<<<<
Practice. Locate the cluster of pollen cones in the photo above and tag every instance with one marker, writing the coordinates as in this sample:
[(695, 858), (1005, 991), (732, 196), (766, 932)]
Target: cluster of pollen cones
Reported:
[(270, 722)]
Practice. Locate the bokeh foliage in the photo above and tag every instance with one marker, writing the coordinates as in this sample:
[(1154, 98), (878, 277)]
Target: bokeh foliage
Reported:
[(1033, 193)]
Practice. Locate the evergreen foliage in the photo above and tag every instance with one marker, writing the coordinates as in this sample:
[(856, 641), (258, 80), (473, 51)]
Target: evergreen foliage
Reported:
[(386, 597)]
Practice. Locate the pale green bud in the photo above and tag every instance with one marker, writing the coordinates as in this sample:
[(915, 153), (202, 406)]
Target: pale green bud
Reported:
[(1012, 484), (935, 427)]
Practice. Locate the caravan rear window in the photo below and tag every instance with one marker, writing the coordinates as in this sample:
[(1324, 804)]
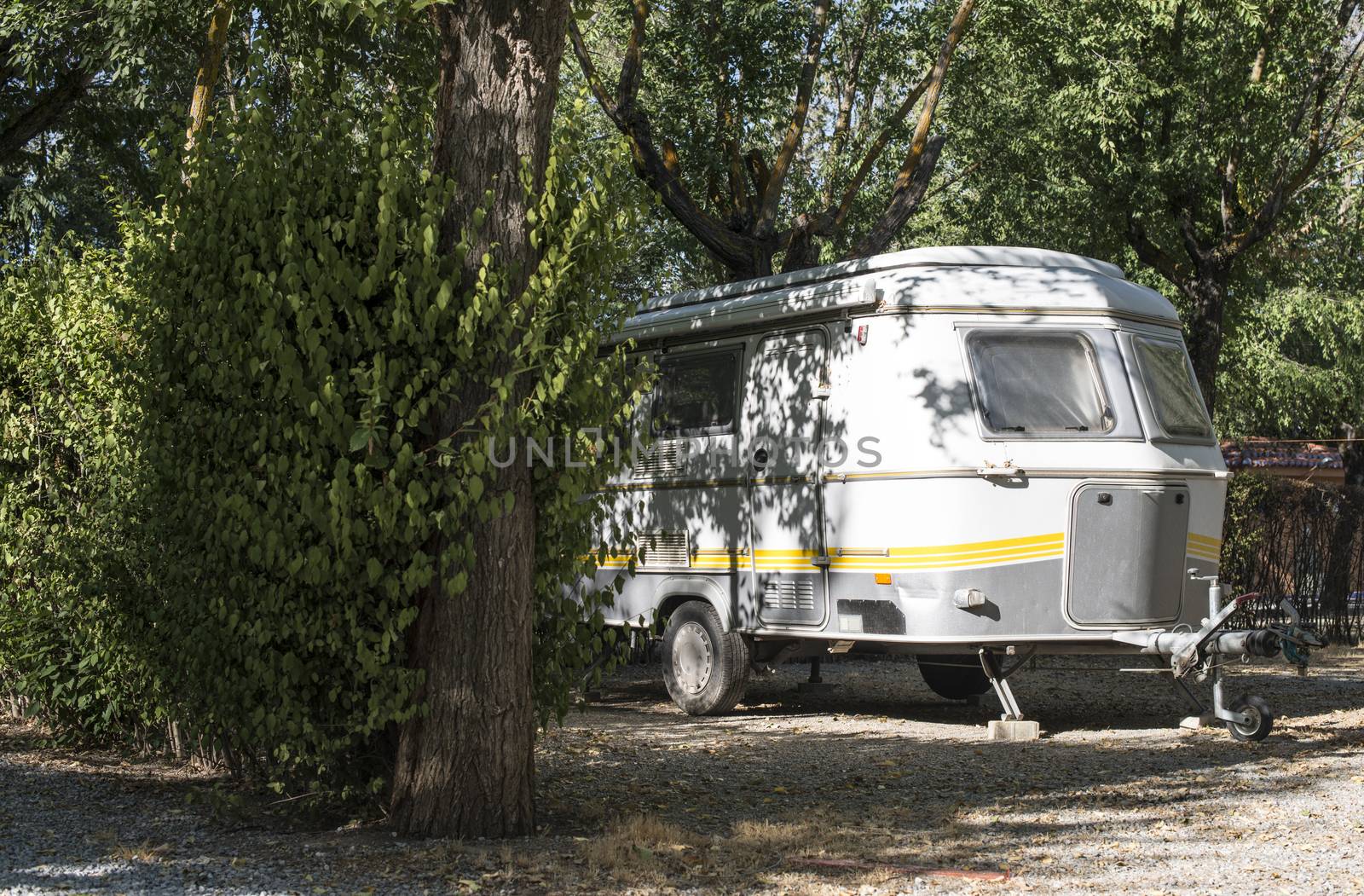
>>>>
### What this task involves
Rewrite every entry with "Practice" replaced by "Exercise" wherever it occurs, changing nothing else. Leave the pictures out.

### Reply
Exercise. Locate the cluster of pollen cones in the photo above and tag every instance with one marker, writing the coordinates as in this sample:
[(695, 858), (1005, 991), (732, 196), (766, 932)]
Target: cluster of pollen cones
Reported:
[(270, 722)]
Exercise. Locate the bokeh foliage in the photo above and tag every instance with one marker, writing the coordinates as in this sample:
[(1154, 98), (878, 277)]
Target: bokeh foliage
Reported:
[(1033, 193)]
Exercise. Locate the evergreen foliage in the photo above and tag every instance with one marker, writing the coordinates as in this sample:
[(856, 641), (258, 80), (473, 51)]
Target: evergreen foliage
Reported:
[(386, 597)]
Exercise. Locate the pale green bud in the photo above and tag every instance with one marker, writing the coordinates as in this sample:
[(915, 153), (202, 406)]
Target: pale green bud
Reported:
[(1012, 484), (935, 427)]
Exercise. Locate the caravan rear window in the photo below and tag every instance with one marker, writing the coordinates as in this sample:
[(1324, 804)]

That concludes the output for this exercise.